[Start]
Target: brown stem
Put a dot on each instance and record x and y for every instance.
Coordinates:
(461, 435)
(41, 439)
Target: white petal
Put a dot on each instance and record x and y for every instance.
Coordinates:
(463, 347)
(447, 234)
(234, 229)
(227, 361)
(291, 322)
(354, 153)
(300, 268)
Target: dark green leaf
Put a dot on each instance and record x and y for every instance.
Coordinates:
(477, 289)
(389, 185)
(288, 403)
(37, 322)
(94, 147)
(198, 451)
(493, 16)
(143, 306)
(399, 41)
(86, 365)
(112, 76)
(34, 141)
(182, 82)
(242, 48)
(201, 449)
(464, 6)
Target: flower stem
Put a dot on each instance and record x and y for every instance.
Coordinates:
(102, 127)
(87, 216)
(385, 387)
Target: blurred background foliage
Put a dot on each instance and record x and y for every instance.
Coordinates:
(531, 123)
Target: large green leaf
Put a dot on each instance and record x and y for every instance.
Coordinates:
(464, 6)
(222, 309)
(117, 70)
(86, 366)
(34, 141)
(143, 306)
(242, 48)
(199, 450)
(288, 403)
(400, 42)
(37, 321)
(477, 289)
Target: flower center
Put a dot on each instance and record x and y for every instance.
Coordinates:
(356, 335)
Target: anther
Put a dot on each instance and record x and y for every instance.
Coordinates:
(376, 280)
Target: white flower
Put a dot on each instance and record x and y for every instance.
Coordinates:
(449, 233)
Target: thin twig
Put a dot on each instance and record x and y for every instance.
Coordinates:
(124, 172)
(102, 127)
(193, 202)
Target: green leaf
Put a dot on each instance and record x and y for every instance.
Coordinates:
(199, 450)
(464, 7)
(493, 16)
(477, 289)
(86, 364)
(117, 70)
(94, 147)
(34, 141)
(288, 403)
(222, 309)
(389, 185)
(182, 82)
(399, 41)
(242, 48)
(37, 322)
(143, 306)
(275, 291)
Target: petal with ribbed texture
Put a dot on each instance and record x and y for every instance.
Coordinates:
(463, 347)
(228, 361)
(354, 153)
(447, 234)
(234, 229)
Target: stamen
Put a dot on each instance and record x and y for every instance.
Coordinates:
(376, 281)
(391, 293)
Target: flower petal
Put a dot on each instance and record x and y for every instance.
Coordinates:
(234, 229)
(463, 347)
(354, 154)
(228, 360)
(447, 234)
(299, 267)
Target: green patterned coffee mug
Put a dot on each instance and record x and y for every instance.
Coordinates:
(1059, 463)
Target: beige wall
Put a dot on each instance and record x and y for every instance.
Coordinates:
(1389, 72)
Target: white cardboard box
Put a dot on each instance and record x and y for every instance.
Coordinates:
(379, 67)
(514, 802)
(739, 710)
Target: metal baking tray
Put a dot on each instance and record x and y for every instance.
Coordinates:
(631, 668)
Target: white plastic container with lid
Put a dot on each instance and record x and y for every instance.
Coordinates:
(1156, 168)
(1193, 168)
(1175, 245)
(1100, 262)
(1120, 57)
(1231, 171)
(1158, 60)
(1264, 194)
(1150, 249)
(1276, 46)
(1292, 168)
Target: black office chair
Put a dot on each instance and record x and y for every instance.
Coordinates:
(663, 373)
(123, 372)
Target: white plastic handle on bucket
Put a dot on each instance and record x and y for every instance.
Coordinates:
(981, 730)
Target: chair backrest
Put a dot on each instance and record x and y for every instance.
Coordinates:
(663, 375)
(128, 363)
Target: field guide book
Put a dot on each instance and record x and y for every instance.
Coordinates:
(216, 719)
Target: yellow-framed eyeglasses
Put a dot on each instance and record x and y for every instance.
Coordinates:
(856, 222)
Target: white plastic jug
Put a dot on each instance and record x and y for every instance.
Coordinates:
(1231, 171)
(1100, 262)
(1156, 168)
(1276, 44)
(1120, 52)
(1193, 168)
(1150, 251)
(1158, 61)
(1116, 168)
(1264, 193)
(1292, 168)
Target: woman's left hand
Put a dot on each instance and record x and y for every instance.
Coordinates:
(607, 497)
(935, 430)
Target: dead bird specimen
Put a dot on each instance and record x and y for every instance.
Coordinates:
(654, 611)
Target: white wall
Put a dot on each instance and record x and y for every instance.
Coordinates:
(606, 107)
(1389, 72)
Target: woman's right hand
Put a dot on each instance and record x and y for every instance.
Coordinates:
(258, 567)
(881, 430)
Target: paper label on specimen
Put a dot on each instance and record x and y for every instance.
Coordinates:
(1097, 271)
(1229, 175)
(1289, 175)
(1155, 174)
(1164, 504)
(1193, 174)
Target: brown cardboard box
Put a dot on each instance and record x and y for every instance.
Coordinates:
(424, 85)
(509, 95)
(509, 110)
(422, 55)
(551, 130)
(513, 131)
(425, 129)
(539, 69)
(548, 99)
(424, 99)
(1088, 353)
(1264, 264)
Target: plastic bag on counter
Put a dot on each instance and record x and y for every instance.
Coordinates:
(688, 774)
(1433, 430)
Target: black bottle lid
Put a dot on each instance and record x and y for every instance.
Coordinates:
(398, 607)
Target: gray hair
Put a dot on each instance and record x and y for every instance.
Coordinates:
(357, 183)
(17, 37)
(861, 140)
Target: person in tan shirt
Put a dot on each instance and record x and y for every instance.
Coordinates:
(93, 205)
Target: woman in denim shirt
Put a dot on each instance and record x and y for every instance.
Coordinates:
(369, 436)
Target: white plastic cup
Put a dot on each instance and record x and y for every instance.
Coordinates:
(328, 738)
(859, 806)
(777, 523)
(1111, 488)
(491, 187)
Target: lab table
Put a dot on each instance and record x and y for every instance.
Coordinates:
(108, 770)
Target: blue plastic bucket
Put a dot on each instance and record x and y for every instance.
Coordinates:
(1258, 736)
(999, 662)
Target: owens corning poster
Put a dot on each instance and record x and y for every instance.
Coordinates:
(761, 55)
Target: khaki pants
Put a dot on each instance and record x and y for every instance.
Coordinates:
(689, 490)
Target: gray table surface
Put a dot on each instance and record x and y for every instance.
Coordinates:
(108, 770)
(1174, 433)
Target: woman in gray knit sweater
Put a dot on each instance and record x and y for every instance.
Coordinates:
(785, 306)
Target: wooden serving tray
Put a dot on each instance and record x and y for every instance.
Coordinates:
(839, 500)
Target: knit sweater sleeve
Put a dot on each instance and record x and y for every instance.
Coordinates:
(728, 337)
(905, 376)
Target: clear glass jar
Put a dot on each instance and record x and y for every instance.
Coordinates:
[End]
## Your objective
Copy the lines from the one containing "Target: blue plastic bucket" through the end of the records, inclusive, changing "khaki pants" to "tan trousers" and leaving everything else as it is.

## Expected answer
Target: blue plastic bucket
Put a dot on each instance and record x and y for every instance.
Coordinates:
(1258, 736)
(999, 662)
Target: owens corning poster
Put a dot on each instance and record x and y for every instance.
Coordinates:
(761, 55)
Target: tan trousers
Put a dot on each instance and record x and y for every instance.
Coordinates:
(689, 490)
Target: gray table surface
Put a dot on each instance and record x and y for every instance.
Coordinates:
(108, 770)
(1174, 433)
Target: woman in gray knit sweater
Put a dot on each instance and record x and y for every instance.
Coordinates:
(785, 306)
Target: wooden serving tray
Put a dot on each instance and record x and y for every instance.
Coordinates:
(839, 500)
Target: knit sweater sleeve
Put a dot on each instance and record x and y for every instance.
Coordinates:
(728, 337)
(905, 376)
Target: clear glass jar
Put a dot on each instance and record x and y for every instance.
Coordinates:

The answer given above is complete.